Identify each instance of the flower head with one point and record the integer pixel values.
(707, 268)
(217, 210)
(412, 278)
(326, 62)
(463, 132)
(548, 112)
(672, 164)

# # # # #

**THE PROBLEM**
The records above should be reproduced in full, exactly as they read.

**SOLUTION BELOW**
Identify each instance of the flower head with one point and record the integer pixel values.
(707, 268)
(217, 210)
(412, 278)
(326, 62)
(463, 132)
(548, 112)
(672, 164)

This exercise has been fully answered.